What you return must match the listing below word for word.

#####

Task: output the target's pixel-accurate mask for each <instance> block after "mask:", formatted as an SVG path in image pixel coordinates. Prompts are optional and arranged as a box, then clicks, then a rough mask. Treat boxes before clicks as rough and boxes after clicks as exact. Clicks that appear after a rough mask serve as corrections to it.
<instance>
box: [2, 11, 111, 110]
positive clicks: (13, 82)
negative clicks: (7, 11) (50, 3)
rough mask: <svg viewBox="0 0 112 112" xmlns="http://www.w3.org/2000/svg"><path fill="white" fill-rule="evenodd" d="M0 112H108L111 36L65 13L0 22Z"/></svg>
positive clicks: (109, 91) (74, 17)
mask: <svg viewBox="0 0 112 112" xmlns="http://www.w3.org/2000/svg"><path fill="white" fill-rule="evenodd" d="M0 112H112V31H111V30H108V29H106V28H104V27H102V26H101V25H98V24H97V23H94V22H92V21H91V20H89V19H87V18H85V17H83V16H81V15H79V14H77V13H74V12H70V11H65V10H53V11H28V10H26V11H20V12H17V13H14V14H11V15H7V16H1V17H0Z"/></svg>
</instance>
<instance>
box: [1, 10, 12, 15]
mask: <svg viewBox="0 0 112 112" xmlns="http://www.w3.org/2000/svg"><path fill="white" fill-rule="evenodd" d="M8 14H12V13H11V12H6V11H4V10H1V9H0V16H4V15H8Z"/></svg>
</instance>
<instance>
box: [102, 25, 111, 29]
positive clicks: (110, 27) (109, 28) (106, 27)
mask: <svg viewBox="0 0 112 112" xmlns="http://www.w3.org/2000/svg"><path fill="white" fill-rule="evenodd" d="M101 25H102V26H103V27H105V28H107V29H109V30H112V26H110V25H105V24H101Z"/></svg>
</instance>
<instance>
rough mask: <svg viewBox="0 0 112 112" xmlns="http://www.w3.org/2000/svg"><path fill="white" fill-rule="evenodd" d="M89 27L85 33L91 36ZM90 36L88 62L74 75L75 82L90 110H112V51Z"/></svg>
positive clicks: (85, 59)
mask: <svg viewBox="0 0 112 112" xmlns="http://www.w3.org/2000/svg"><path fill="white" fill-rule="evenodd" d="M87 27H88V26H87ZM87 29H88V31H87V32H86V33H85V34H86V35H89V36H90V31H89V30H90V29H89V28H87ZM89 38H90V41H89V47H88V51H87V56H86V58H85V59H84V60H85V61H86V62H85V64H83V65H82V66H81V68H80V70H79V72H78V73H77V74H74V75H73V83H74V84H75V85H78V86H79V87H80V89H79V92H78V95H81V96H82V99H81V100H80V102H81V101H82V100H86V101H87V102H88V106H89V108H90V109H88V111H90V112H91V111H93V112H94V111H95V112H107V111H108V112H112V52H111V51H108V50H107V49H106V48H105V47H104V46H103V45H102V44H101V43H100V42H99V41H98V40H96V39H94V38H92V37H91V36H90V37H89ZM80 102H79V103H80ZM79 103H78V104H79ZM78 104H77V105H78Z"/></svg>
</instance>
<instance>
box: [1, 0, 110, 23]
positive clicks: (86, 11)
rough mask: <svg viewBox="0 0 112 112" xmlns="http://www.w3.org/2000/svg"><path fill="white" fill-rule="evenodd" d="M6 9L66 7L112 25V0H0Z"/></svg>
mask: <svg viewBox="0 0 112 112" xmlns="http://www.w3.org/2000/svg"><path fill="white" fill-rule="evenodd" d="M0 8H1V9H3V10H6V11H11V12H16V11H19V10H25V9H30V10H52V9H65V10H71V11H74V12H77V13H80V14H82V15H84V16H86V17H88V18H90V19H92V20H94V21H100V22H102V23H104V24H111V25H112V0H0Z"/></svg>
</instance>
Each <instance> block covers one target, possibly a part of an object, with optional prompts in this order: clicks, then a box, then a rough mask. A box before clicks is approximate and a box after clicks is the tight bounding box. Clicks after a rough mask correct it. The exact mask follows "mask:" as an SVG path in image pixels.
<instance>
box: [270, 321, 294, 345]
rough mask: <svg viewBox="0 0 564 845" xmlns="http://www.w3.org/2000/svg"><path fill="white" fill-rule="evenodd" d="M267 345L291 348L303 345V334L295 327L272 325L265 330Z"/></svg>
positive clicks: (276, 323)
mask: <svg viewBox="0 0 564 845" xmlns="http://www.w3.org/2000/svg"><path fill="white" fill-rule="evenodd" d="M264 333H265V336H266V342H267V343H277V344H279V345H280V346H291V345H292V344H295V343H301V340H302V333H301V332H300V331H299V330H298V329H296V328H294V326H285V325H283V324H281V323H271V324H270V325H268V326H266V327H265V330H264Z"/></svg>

#####

Written solution:
Task: output the target's pixel-accurate mask for each <instance> block after "mask:", formatted as an SVG path in image pixel coordinates. Prompts are optional and arranged as a box, then clicks, then a rough mask. Treat boxes before clicks as rough and boxes after clicks as exact. Clicks that appear after a rough mask serve as corrections to it.
<instance>
box: [2, 11, 111, 110]
positive clicks: (13, 82)
negative clicks: (7, 11) (50, 3)
rough mask: <svg viewBox="0 0 112 112" xmlns="http://www.w3.org/2000/svg"><path fill="white" fill-rule="evenodd" d="M0 112H108L111 36L65 13L0 22Z"/></svg>
positive clicks: (109, 91) (74, 17)
mask: <svg viewBox="0 0 112 112" xmlns="http://www.w3.org/2000/svg"><path fill="white" fill-rule="evenodd" d="M0 112H112V31H111V30H108V29H106V28H104V27H102V26H101V25H98V24H97V23H94V22H92V21H91V20H89V19H87V18H85V17H83V16H81V15H79V14H77V13H74V12H70V11H65V10H53V11H28V10H26V11H20V12H17V13H14V14H11V15H7V16H1V17H0Z"/></svg>
</instance>
<instance>
box: [1, 10, 12, 15]
mask: <svg viewBox="0 0 112 112" xmlns="http://www.w3.org/2000/svg"><path fill="white" fill-rule="evenodd" d="M8 14H12V13H11V12H6V11H4V10H1V9H0V16H4V15H8Z"/></svg>
</instance>
<instance>
box: [102, 25, 111, 29]
positive clicks: (110, 27) (109, 28) (106, 27)
mask: <svg viewBox="0 0 112 112" xmlns="http://www.w3.org/2000/svg"><path fill="white" fill-rule="evenodd" d="M101 25H102V26H103V27H105V28H107V29H109V30H112V26H110V25H105V24H101Z"/></svg>
</instance>
<instance>
rough mask: <svg viewBox="0 0 112 112" xmlns="http://www.w3.org/2000/svg"><path fill="white" fill-rule="evenodd" d="M89 27L85 33L91 36ZM90 36L88 62L74 75L75 82L90 110H112V51Z"/></svg>
positive clicks: (85, 59)
mask: <svg viewBox="0 0 112 112" xmlns="http://www.w3.org/2000/svg"><path fill="white" fill-rule="evenodd" d="M87 27H88V26H87ZM87 29H88V31H87V32H86V33H85V34H86V35H89V36H90V31H89V30H90V29H89V28H87ZM89 38H90V41H89V47H88V51H87V56H86V58H85V59H84V60H85V61H86V62H85V64H83V65H82V66H81V68H80V70H79V72H78V73H77V74H74V75H73V83H74V84H75V85H78V86H79V87H80V89H79V92H78V95H81V96H82V99H81V100H80V102H81V101H82V100H86V101H87V102H88V106H89V108H90V109H88V111H90V112H91V111H93V112H94V111H95V112H107V111H108V112H112V52H111V51H108V50H107V49H106V48H105V47H104V46H103V45H102V44H101V43H100V42H99V41H98V40H96V39H94V38H92V37H91V36H90V37H89ZM80 102H79V103H80ZM79 103H78V104H79ZM78 104H77V105H78Z"/></svg>
</instance>
<instance>
box: [1, 0, 110, 23]
positive clicks: (86, 11)
rough mask: <svg viewBox="0 0 112 112" xmlns="http://www.w3.org/2000/svg"><path fill="white" fill-rule="evenodd" d="M6 9L66 7L112 25V0H0Z"/></svg>
mask: <svg viewBox="0 0 112 112" xmlns="http://www.w3.org/2000/svg"><path fill="white" fill-rule="evenodd" d="M0 8H1V9H3V10H6V11H11V12H16V11H19V10H25V9H30V10H52V9H65V10H71V11H74V12H77V13H80V14H82V15H84V16H86V17H88V18H90V19H92V20H94V21H100V22H102V23H104V24H111V25H112V0H0Z"/></svg>
</instance>
Each <instance> block covers one target, possibly a part of an object, with optional prompts in this order: clicks, then a box, then a rough mask. A box before clicks is approximate and a box after clicks is the tight bounding box. Clicks after a rough mask correct it. The exact mask follows "mask:" as an SVG path in image pixels.
<instance>
box: [270, 321, 294, 345]
rough mask: <svg viewBox="0 0 564 845" xmlns="http://www.w3.org/2000/svg"><path fill="white" fill-rule="evenodd" d="M267 345L291 348L303 345V334L295 327L272 325L265 330Z"/></svg>
positive clicks: (276, 323)
mask: <svg viewBox="0 0 564 845" xmlns="http://www.w3.org/2000/svg"><path fill="white" fill-rule="evenodd" d="M264 333H265V336H266V342H267V343H277V344H279V345H280V346H291V345H292V344H295V343H301V340H302V333H301V332H300V331H299V330H298V329H296V328H294V326H285V325H283V324H281V323H271V324H270V325H268V326H266V327H265V330H264Z"/></svg>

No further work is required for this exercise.